» **WORK TO BE COMPLETED**: Write out the lines from the line containing "the tree trunk;" through the final line of the listing below, exactly, omitting every other line.

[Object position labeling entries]
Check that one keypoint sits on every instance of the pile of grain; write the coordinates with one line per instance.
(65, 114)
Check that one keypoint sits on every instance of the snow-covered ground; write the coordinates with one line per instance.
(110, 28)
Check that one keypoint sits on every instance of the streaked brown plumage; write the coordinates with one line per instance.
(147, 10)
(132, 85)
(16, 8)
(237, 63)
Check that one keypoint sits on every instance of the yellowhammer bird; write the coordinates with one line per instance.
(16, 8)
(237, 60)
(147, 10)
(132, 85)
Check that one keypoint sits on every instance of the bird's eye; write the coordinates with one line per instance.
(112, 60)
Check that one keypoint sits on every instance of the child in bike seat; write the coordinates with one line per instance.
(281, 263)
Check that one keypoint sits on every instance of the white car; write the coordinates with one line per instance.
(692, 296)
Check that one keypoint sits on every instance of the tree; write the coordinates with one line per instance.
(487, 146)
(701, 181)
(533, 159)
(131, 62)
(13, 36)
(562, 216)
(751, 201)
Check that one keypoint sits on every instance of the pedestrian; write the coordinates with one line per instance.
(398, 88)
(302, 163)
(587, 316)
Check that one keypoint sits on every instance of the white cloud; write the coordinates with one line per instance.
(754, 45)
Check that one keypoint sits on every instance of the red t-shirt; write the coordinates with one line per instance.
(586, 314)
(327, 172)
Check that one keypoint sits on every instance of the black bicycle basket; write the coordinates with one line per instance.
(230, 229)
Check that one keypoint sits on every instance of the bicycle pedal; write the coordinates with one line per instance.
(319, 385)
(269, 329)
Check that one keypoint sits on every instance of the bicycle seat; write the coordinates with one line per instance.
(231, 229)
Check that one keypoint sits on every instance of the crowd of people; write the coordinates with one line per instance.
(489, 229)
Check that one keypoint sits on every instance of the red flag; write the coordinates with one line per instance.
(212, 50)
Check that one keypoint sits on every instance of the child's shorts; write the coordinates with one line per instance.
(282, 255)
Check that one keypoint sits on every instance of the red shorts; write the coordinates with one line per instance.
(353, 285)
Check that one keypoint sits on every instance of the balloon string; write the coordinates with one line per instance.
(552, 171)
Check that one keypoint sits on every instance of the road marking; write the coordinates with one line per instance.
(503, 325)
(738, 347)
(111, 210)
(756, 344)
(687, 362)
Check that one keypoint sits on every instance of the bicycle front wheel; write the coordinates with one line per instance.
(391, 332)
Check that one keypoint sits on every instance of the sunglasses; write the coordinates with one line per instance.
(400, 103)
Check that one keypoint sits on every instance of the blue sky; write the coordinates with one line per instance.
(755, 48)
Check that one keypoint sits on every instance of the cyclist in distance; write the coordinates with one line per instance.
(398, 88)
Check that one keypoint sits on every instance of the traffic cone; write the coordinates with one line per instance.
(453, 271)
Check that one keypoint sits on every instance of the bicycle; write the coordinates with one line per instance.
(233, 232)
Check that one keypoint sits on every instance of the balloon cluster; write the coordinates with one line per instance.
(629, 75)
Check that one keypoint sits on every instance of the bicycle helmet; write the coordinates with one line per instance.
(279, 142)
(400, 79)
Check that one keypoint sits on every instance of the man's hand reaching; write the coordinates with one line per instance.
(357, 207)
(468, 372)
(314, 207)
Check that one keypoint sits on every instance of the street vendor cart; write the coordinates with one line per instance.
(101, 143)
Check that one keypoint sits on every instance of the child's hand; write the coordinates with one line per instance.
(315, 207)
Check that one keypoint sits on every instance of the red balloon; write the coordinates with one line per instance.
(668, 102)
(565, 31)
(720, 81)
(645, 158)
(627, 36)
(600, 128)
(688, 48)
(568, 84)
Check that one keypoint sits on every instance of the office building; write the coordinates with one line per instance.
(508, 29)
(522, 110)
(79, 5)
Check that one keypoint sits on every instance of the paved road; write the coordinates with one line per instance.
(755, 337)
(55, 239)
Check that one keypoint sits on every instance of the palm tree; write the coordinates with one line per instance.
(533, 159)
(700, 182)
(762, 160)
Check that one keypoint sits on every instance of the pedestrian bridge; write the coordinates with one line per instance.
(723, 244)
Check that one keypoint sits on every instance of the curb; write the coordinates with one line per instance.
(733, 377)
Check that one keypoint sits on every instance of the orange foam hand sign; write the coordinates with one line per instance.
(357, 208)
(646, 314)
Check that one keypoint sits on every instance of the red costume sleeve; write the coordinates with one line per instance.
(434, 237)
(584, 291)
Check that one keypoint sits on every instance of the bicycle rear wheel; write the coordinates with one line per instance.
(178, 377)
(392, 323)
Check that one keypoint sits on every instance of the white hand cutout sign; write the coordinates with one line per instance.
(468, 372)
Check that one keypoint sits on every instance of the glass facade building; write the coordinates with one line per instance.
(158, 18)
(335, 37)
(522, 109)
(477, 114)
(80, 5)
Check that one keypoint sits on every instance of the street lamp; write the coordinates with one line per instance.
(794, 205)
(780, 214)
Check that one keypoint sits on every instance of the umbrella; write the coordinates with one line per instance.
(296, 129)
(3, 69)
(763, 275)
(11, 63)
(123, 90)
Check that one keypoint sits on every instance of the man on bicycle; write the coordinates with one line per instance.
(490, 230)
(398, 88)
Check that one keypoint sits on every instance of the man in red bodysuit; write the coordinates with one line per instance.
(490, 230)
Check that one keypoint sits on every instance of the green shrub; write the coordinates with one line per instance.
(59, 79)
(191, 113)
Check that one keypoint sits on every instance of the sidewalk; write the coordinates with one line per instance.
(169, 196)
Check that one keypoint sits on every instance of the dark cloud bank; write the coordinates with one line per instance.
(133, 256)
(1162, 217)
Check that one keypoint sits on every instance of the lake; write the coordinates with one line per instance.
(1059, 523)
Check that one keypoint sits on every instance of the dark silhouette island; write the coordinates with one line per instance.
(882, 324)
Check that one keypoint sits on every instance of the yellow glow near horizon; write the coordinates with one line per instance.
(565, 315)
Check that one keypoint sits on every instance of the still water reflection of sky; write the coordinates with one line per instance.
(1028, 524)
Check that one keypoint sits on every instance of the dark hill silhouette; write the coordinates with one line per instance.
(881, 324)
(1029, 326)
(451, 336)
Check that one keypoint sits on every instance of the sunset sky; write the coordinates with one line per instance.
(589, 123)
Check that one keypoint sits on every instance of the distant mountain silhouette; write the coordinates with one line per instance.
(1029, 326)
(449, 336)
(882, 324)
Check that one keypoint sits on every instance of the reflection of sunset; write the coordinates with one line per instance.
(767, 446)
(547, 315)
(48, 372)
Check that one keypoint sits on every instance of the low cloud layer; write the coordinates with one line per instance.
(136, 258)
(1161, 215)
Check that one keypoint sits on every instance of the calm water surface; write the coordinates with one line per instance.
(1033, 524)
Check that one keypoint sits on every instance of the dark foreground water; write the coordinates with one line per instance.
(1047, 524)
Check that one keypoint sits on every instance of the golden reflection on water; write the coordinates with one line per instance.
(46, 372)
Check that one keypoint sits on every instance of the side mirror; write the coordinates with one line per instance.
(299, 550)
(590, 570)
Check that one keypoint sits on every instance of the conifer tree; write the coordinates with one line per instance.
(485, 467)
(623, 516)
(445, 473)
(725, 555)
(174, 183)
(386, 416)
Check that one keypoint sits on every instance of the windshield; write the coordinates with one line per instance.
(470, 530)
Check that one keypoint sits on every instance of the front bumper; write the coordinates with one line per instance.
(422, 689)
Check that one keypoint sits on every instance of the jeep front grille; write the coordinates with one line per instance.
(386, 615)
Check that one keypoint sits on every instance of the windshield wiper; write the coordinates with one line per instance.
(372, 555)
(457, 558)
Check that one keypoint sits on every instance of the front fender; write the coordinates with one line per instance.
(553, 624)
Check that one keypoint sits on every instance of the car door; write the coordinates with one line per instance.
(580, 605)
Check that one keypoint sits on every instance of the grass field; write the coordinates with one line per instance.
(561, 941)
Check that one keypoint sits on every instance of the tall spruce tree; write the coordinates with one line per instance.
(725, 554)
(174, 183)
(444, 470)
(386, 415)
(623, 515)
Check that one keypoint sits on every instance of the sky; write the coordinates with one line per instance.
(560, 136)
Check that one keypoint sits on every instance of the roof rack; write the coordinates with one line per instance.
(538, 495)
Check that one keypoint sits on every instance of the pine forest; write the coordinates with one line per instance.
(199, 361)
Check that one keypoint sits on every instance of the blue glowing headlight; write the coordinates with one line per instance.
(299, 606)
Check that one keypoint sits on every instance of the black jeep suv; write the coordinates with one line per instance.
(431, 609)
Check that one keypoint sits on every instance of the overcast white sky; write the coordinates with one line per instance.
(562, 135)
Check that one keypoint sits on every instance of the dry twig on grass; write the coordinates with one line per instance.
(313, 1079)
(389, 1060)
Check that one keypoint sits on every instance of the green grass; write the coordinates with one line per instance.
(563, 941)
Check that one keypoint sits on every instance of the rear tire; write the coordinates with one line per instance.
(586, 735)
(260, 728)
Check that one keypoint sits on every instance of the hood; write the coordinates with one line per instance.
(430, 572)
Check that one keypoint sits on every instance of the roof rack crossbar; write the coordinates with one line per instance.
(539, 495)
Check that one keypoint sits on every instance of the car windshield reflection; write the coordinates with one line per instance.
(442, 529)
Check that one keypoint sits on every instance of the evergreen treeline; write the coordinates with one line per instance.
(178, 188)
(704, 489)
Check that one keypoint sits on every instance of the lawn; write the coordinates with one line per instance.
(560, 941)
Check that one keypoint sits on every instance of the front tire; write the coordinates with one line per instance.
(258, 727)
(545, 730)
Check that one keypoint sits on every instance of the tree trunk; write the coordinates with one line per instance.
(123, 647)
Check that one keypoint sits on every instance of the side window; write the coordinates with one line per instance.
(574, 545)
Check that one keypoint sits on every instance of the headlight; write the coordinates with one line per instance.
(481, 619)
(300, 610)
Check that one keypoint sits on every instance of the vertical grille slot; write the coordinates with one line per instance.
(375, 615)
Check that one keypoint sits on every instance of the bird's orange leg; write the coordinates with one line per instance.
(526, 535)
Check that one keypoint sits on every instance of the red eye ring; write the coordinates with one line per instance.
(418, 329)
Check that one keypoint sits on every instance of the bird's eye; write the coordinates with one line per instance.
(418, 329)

» **EXPECTED ANSWER**:
Check that one keypoint sits on every instance of the tree trunk; write the coordinates with one line per instance.
(123, 647)
Check that one keypoint sits on every instance of the side window; write the coordinates with one line per instance.
(574, 545)
Check that one keypoint sits on every instance of the headlight; write the coordinates with one line per instance.
(481, 619)
(300, 610)
Check that one keypoint sits on every instance of the vertical grille slot; write the coordinates with one line per instance.
(375, 615)
Check that one keypoint sits on every instance of the bird's orange leg; write the coordinates with one line per instance.
(526, 535)
Check that one keypoint sits on every instance of the red eye ring; write the coordinates with one line per instance.
(418, 329)
Check that one keypoint sits on every instance of the bird's eye; write the coordinates with one line per instance.
(418, 329)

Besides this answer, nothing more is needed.